··· READING TEXT

Section 2.2 Conversion Procedure. To convert this Debenture into
Common Stock the Holder must (a) complete and sign the Notice of Conversion
attached hereto and (b) surrender the Debenture to the Company free and clear
of any and all claims, liens and/or encumbrances. Except as otherwise provided
herein, the date upon which the Company receives the completed Notice of
Conversion (by recognized overnight courier, hand-delivery or facsimile,
followed by hand-delivery or courier delivery within two (2) business days
thereafter) is the conversion date, provided that the Company shall not be
required to deliver a certificate for shares of Common Stock unless and until
the Company receives the original Debenture. Within five (5) business days
after receipt of the Notice of Conversion as aforesaid, provided the Company
has received the original Debenture from the Holder, the Company shall deliver
a certificate as specified in the Agreement for the number of full shares of
Common Stock issuable upon the conversion and a check for any fraction of a
share. The person in whose name the certificate representing shares of Common
Stock is to be registered shall be treated as a shareholder of record on and
after the conversion date. Upon surrender of a Debenture that is to be
converted in part, the Company shall issue to the Holder a new Debenture equal
in principal amount to the unconverted portion of the Debenture surrendered.
Section 2.3 Fractional Shares. The Company shall not issue a
fractional share of Common Stock upon the conversion of all or any portion of
this Debenture. Instead, the Company shall pay, in lieu of any fractional
share, the cash value thereof at the Conversion Price of the Common Stock as
determined pursuant to Section 2.1 above.
Section 2.4 Taxes on Conversion. The Company shall pay any
documentary, stamp or similar issue or transfer tax due on the issuance of
Common Stock upon the conversion of this Debenture. The Holder, however, shall
pay any such tax which is due because such shares are issued in a name other
than its name.
Section 2.5 Company to Reserve Stock. The Company shall reserve out of
its authorized but unissued Common Stock for issuance as provided in the
Subscription Agreement a number of shares of Common Stock equal to 19.999% of
the number of shares of Common Stock outstanding on the date of issuance of
this Debenture. All shares of Common Stock which may be issued upon the
conversion hereof shall be fully paid and nonassessable.
-3-
Section 2.6 Restrictions on Transfer. This Debenture
and the Common Stock issuable upon the conversion hereof have not been
registered under the Act and have been sold pursuant to an exemption under the
Act. The Debenture may not be pledged, transferred or resold except pursuant to
registration, under or an exemption from, the Act. Any shares of Common Stock
issued hereunder shall bear a restrictive legend similar to the legend set
forth on the first page hereof.

······
··· INPUT ROWS

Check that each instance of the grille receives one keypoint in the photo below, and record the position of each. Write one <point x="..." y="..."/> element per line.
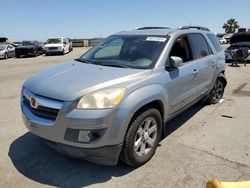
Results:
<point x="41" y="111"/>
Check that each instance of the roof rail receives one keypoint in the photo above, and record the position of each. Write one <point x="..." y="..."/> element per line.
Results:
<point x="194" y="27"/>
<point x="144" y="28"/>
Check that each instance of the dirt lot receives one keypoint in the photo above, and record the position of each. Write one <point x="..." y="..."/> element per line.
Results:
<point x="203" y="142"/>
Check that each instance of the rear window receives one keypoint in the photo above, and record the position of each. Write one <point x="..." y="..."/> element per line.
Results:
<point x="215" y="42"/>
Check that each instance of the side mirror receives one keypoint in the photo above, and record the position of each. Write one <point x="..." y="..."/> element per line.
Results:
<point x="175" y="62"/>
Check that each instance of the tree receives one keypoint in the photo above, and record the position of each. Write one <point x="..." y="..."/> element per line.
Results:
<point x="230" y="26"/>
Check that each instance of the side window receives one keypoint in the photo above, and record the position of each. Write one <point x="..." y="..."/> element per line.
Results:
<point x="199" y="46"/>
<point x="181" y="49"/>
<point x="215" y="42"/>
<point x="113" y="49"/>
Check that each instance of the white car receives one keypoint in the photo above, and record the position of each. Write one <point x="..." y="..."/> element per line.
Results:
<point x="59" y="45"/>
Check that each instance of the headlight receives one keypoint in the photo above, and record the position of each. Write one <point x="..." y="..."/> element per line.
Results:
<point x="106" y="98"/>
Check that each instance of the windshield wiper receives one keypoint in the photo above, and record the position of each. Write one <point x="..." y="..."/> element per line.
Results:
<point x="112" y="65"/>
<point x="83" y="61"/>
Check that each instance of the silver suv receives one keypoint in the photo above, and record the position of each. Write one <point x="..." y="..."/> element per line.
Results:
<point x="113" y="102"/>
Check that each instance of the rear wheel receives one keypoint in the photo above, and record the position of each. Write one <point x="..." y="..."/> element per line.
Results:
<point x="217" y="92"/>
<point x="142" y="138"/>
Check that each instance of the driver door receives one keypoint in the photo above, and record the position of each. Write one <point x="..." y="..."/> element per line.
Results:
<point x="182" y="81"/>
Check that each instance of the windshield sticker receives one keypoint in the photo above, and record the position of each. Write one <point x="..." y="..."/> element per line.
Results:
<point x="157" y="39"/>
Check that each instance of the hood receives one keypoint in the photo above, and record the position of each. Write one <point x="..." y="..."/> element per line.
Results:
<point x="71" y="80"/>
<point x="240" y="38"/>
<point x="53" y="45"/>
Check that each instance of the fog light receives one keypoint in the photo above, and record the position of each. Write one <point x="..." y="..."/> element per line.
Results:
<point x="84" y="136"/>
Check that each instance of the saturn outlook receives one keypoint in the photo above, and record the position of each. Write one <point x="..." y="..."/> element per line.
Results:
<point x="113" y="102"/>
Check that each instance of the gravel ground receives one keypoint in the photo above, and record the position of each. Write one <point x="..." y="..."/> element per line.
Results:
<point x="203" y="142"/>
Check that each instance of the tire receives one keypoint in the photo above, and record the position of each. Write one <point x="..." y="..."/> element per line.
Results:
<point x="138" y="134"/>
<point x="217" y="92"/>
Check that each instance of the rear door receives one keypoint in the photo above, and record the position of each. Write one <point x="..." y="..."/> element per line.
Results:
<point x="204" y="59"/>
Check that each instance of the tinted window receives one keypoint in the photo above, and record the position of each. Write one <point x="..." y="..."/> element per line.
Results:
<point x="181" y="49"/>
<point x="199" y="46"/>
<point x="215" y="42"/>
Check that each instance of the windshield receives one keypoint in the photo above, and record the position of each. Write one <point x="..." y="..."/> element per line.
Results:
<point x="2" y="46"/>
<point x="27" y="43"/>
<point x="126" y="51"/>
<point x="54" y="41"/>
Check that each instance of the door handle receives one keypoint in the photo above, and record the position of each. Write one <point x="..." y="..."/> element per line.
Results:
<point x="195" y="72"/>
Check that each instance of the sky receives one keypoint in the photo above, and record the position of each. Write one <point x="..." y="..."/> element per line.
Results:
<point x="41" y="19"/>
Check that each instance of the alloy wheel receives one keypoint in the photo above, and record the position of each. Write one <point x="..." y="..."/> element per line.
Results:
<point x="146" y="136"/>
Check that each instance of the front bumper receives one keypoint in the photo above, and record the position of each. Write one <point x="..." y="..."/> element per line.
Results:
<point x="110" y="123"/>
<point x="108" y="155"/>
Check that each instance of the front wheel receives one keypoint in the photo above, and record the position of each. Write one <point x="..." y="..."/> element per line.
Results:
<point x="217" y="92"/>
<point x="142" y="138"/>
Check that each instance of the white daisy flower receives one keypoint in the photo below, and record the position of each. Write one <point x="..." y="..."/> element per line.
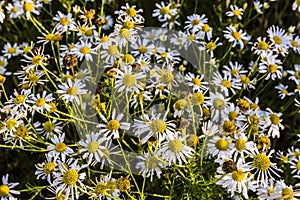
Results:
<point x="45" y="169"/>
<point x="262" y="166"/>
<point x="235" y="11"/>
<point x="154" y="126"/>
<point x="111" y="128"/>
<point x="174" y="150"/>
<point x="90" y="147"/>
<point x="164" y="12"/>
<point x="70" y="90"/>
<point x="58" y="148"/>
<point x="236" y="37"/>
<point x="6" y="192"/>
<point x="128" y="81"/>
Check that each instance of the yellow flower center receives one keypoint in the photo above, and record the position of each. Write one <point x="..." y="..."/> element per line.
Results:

······

CHALLENGE A — Rewrite the debenture excerpt starting with "Section 2.5 Company" and going on through "first page hereof.", with "pledged" replaced by "assigned".
CHALLENGE B — Please copy out every line of the records that contains the word "front".
The debenture excerpt and the records have no connection to each other.

EXERCISE RESPONSE A —
Section 2.5 Company to Reserve Stock. The Company shall reserve out of
its authorized but unissued Common Stock for issuance as provided in the
Subscription Agreement a number of shares of Common Stock equal to 19.999% of
the number of shares of Common Stock outstanding on the date of issuance of
this Debenture. All shares of Common Stock which may be issued upon the
conversion hereof shall be fully paid and nonassessable.
-3-
Section 2.6 Restrictions on Transfer. This Debenture
and the Common Stock issuable upon the conversion hereof have not been
registered under the Act and have been sold pursuant to an exemption under the
Act. The Debenture may not be assigned, transferred or resold except pursuant to
registration, under or an exemption from, the Act. Any shares of Common Stock
issued hereunder shall bear a restrictive legend similar to the legend set
forth on the first page hereof.

EXERCISE RESPONSE B —
Check that each instance of the front bumper receives one keypoint in the photo above, and record the position of each. Write one <point x="..." y="..."/> element per line.
Check that each instance of the front wheel receives one keypoint in the photo above, and record the position of each. Write one <point x="..." y="..."/> element per line.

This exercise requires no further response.